(Beginning of THE RECORDS)

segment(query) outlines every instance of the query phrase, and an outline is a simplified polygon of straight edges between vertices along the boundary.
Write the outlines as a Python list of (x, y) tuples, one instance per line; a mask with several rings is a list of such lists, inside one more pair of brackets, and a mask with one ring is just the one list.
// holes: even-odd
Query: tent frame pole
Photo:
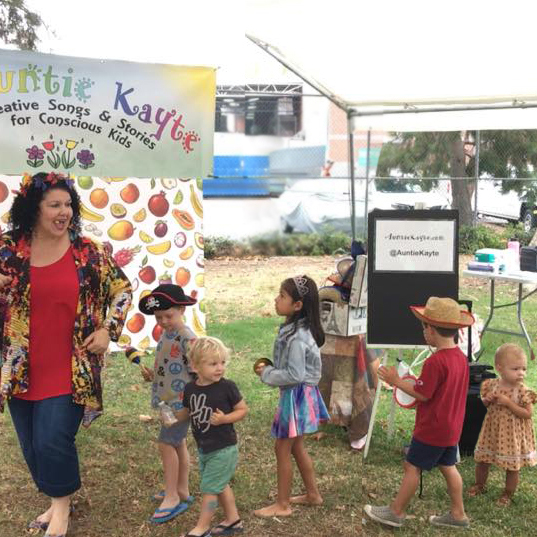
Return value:
[(479, 190), (479, 152), (481, 146), (481, 131), (476, 131), (475, 133), (475, 188), (474, 188), (474, 214), (473, 214), (473, 224), (477, 224), (477, 191)]
[(367, 131), (367, 154), (365, 162), (364, 241), (367, 241), (367, 216), (369, 214), (369, 165), (371, 156), (371, 129)]
[(352, 118), (347, 116), (347, 131), (349, 135), (349, 177), (351, 186), (351, 230), (352, 240), (356, 240), (356, 178), (354, 176), (354, 132), (352, 130)]

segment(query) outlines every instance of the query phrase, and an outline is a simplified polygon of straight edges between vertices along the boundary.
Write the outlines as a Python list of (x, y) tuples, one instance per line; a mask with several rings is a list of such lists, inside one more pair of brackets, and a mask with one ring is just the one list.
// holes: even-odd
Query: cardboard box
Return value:
[(367, 256), (356, 258), (348, 304), (321, 301), (321, 324), (326, 334), (355, 336), (367, 330)]

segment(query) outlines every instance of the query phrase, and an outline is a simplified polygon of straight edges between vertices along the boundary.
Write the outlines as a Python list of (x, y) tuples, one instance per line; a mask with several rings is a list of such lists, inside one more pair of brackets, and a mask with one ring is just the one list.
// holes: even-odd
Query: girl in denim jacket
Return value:
[[(276, 503), (258, 509), (261, 517), (288, 516), (291, 504), (320, 505), (313, 463), (304, 446), (304, 434), (317, 431), (319, 422), (329, 419), (317, 387), (321, 378), (324, 332), (319, 315), (319, 294), (308, 276), (284, 280), (275, 300), (276, 313), (285, 317), (274, 343), (274, 365), (261, 364), (256, 373), (269, 386), (280, 388), (278, 409), (272, 424), (276, 438), (278, 497)], [(294, 457), (306, 493), (291, 497)]]

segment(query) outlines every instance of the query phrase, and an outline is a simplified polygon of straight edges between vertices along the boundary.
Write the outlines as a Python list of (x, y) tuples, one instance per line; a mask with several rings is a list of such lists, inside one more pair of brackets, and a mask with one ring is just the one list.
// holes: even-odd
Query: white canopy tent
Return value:
[(247, 6), (247, 38), (347, 113), (353, 238), (354, 131), (537, 128), (530, 0)]
[(247, 35), (345, 109), (355, 129), (537, 127), (530, 0), (247, 6)]

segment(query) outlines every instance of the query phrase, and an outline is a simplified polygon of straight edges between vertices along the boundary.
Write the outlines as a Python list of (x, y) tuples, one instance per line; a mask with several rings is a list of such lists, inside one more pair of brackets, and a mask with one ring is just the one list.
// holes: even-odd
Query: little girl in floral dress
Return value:
[(481, 385), (487, 415), (474, 454), (475, 484), (468, 495), (485, 492), (490, 465), (494, 464), (506, 471), (505, 489), (498, 505), (509, 505), (520, 469), (537, 464), (532, 420), (537, 395), (523, 384), (527, 360), (518, 345), (505, 343), (499, 347), (494, 364), (500, 378), (485, 380)]

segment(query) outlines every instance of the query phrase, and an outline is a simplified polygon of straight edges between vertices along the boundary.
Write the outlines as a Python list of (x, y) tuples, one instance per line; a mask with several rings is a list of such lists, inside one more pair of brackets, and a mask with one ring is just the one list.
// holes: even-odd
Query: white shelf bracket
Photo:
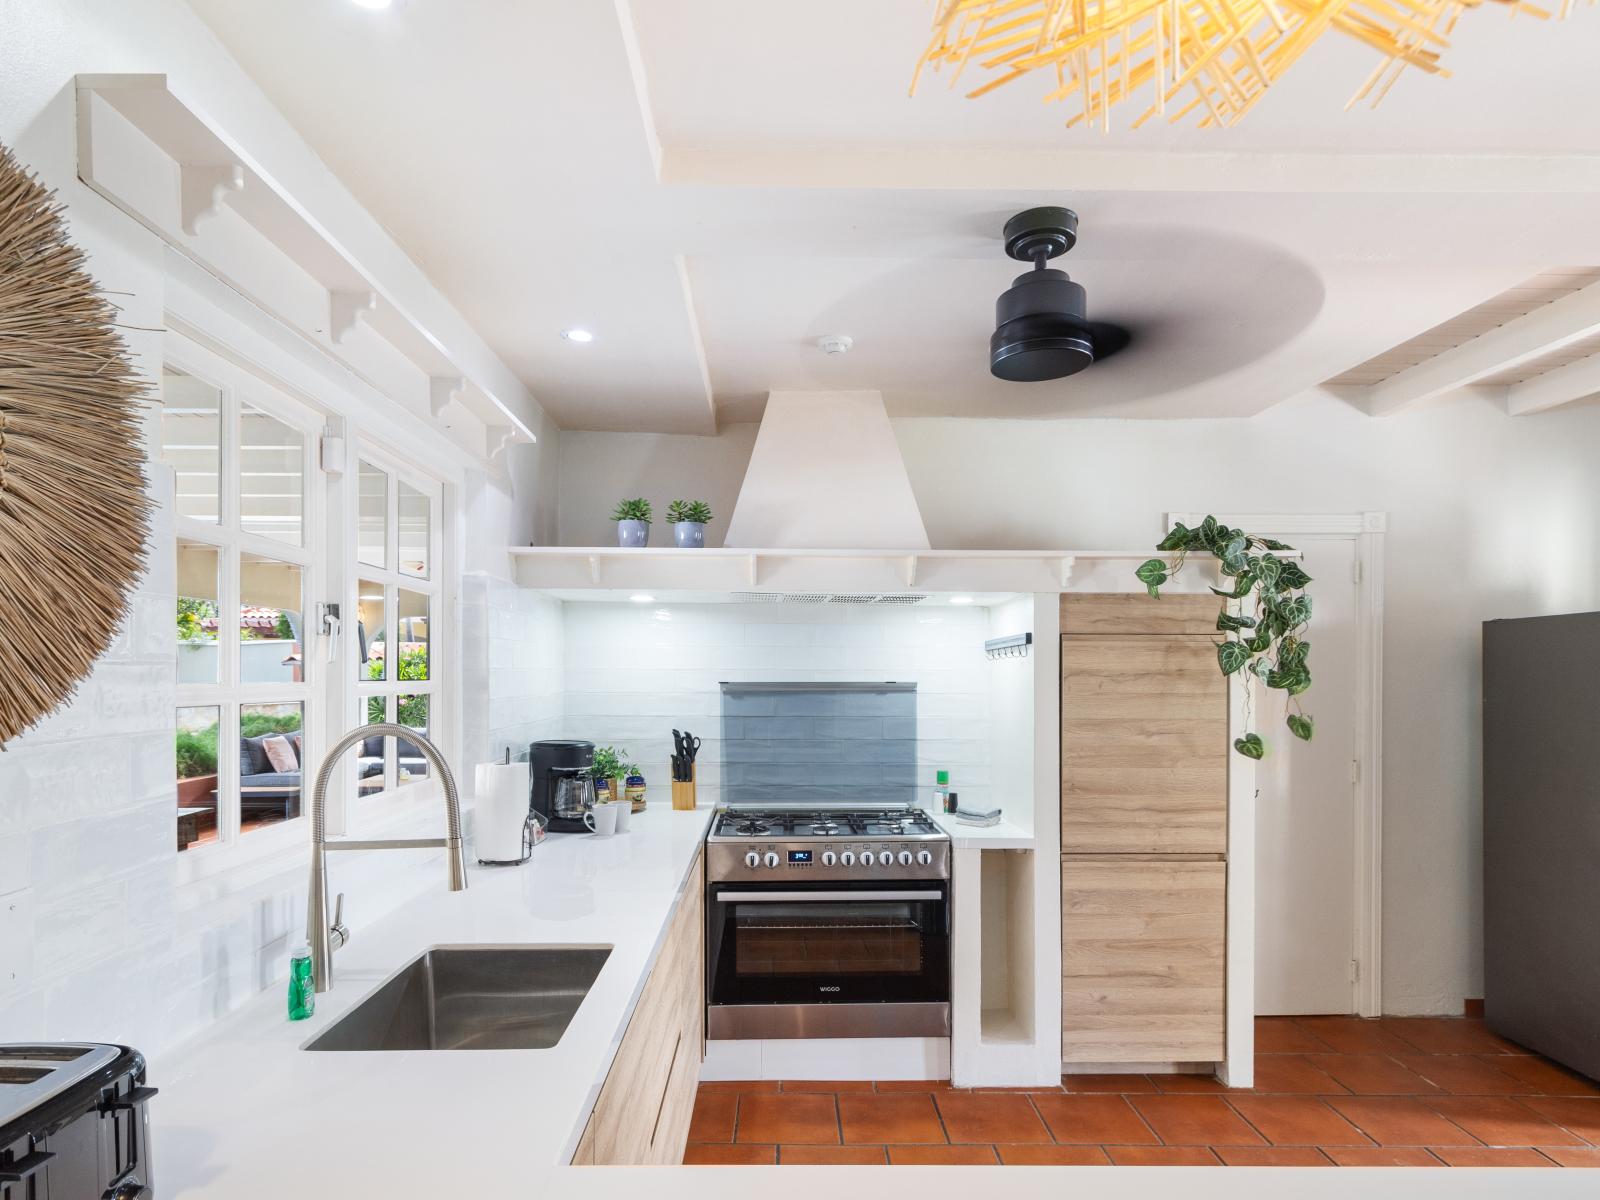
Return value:
[(506, 447), (517, 439), (517, 431), (511, 425), (491, 425), (483, 431), (484, 448), (489, 452), (489, 461), (498, 462), (504, 457)]
[(1061, 556), (1061, 590), (1063, 592), (1067, 590), (1067, 584), (1072, 582), (1072, 568), (1077, 561), (1070, 554)]
[(752, 554), (745, 560), (745, 571), (750, 577), (750, 586), (755, 587), (761, 576), (761, 556)]
[(459, 375), (435, 375), (428, 380), (428, 411), (437, 420), (451, 401), (461, 399), (466, 392), (467, 381)]
[(906, 555), (905, 571), (906, 571), (906, 586), (908, 588), (916, 587), (917, 586), (917, 556), (915, 554)]
[(200, 222), (214, 217), (230, 193), (244, 187), (244, 167), (239, 163), (182, 163), (178, 167), (178, 216), (190, 237), (200, 232)]
[(598, 554), (589, 555), (589, 582), (600, 582), (600, 556)]
[(328, 336), (335, 344), (342, 343), (345, 334), (356, 327), (356, 322), (377, 307), (376, 292), (329, 292)]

(End of THE RECORDS)

**TASK PROMPT**
An answer that restates all the entries exactly and drops the images is what is needed.

**EXERCISE RESPONSE**
segment(query) outlines every instance of the query phrase, and an outline is a simplified polygon of straight edges between vertices along the boundary.
Write the outlines as a Python list of (x, y) tuples, one instance per line; a mask with several rings is a list of such lists, inside one more pair of brackets, and a mask with one ring is just the one list.
// holes: even-odd
Query: tent frame pole
Photo:
Return value:
[(479, 190), (479, 152), (481, 146), (481, 131), (476, 131), (475, 133), (475, 188), (474, 188), (474, 214), (473, 214), (473, 224), (477, 224), (477, 191)]
[(367, 131), (367, 154), (365, 162), (364, 241), (367, 241), (367, 216), (369, 214), (369, 165), (371, 156), (371, 129)]
[(352, 118), (347, 116), (347, 131), (349, 135), (349, 177), (351, 186), (351, 230), (352, 240), (356, 240), (356, 178), (354, 176), (354, 132), (352, 130)]

segment(query) outlines every instance of the query phrase, and an outline is a simplified polygon of straight edges between vertices along the boundary.
Write the outlines as a Python list of (x, y) tuples, one instance per line; a mask with several rings is a list of such lists, inside one more pair of brackets, and a mask with one ring is just the one list.
// holes: even-odd
Query: cardboard box
Return value:
[(367, 256), (356, 258), (348, 304), (321, 301), (321, 324), (326, 334), (355, 336), (367, 330)]

segment(query) outlines every instance of the query phrase, and an outline is a simplified polygon of straight edges between vertices along the boundary.
Write the outlines as a Python list of (x, y) tuples, one instance per line; a mask with several rings is a list of such lists, inside one more pair of brackets, and a mask with one ring is just the one list.
// holes: even-odd
Query: girl in denim jacket
Return value:
[[(276, 503), (258, 509), (261, 517), (288, 516), (291, 504), (320, 505), (313, 463), (304, 446), (304, 434), (317, 431), (319, 422), (329, 419), (317, 387), (321, 378), (324, 332), (319, 315), (319, 294), (308, 276), (284, 280), (275, 300), (276, 313), (285, 317), (274, 343), (274, 365), (261, 364), (256, 373), (269, 386), (280, 388), (278, 409), (272, 424), (276, 438), (278, 497)], [(294, 457), (306, 493), (291, 497)]]

segment(query) outlines every instance of the query phrase, and an outline is a simplified polygon of straight edges between vertices along the boundary.
Write the outlines as a Python list of (x, y) tuples, one instance per line; a mask with several rings is a list of such lists, inside one more pair of brackets, and a mask with one ring is just the one list.
// holes: even-odd
Query: white canopy tent
Return value:
[(247, 6), (247, 38), (347, 113), (353, 238), (354, 131), (537, 128), (530, 0)]
[(247, 35), (345, 109), (355, 129), (537, 127), (530, 0), (247, 6)]

segment(query) outlines every instance of the query phrase, and an outline is a simplified polygon of straight edges between vertices along the boundary.
Write the outlines as a Python list of (x, y) tuples, one instance per line; a mask with several rings is a list of such lists, inside one more pair of brackets, and a mask with one ring is just the one list.
// holes: even-odd
Query: little girl in floral dress
Return value:
[(481, 385), (487, 415), (474, 454), (475, 484), (468, 495), (485, 492), (490, 465), (494, 464), (506, 471), (505, 489), (498, 505), (509, 505), (520, 469), (537, 464), (532, 420), (537, 395), (523, 384), (527, 360), (518, 345), (505, 343), (499, 347), (494, 364), (500, 378), (485, 380)]

segment(query) outlines every instance of the query phrase, and an outline is a simplified polygon of straight edges between vertices along the boundary.
Write the outlines as a Python list of (x, y) tuples, one instance per line; a mask with several rings is a list of such lists, inside one more pair of brackets, and a mask with one ring is just the one list.
// holes: even-odd
Query: white shelf bracket
Photo:
Return value:
[(506, 447), (517, 439), (517, 431), (511, 425), (491, 425), (483, 431), (484, 448), (489, 452), (489, 461), (498, 462), (504, 457)]
[(1061, 556), (1061, 590), (1063, 592), (1067, 590), (1067, 584), (1072, 582), (1072, 568), (1077, 561), (1070, 554)]
[(752, 554), (745, 560), (745, 571), (750, 577), (750, 586), (755, 587), (761, 576), (761, 556)]
[(459, 375), (435, 375), (428, 380), (428, 411), (437, 420), (451, 401), (461, 399), (466, 392), (467, 381)]
[(906, 555), (905, 571), (906, 571), (906, 586), (908, 588), (916, 587), (917, 586), (917, 556), (915, 554)]
[(200, 222), (214, 217), (230, 193), (244, 187), (244, 167), (239, 163), (182, 163), (178, 167), (178, 216), (190, 237), (200, 232)]
[(598, 554), (589, 555), (589, 582), (600, 582), (600, 556)]
[(328, 336), (335, 344), (342, 343), (345, 334), (356, 327), (356, 322), (377, 307), (376, 292), (329, 292)]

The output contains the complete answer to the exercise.